→ **DIRECTIONS**
Give the whole listing below once more, exactly, without pictures.

-------

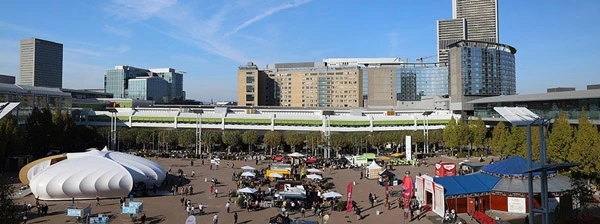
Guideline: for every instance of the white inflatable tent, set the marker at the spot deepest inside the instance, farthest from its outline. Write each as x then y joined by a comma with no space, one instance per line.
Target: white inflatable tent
85,175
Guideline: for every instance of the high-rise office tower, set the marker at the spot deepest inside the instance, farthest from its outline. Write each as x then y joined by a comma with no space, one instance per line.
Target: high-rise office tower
471,20
41,63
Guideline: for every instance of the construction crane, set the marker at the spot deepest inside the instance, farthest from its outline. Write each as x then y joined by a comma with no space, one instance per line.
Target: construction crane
426,57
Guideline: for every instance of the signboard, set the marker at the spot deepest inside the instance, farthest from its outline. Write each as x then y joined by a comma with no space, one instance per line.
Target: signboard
516,205
408,148
438,200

-------

→ **YOUR RESPONSE**
Guideline: for every instance of the white inflatable tent, set the marker at the spot deepest inside the instance, farthest from its outline. Write each as x then y joined by a comma with no space, one instance per line.
Target: white inflatable tent
85,175
Guideline: for every instance of the high-rise office tower, set the marker at the spot deepest inside the instance, farthest from its outline. Write each as x then y joined by a comma with no space, one instance per line.
Target: high-rise office tower
471,20
41,63
Guideline: for every instance of the construction crane, set the marker at the spot deepest inside the instance, farthest from its outline. Write each as x then y joined by a comma with no space, one instance per line.
Target: construction crane
426,57
Guideline: for every instance of the signboard, set the marker at the spot deepest inside the instance, farthest from its outline. Write each as x then y joined by a comma with no space, one instance per line.
Target: signboard
516,205
408,148
438,200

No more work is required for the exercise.